Excerpted data:
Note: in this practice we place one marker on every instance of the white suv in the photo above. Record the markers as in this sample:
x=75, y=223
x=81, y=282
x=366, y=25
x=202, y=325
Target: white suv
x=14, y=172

What you have to do: Extract each entry in full, exactly as given.

In response:
Note: in this practice we place one marker on every instance of the white suv in the photo above. Record the markers as in this sample:
x=75, y=223
x=81, y=282
x=366, y=25
x=202, y=325
Target: white suv
x=14, y=172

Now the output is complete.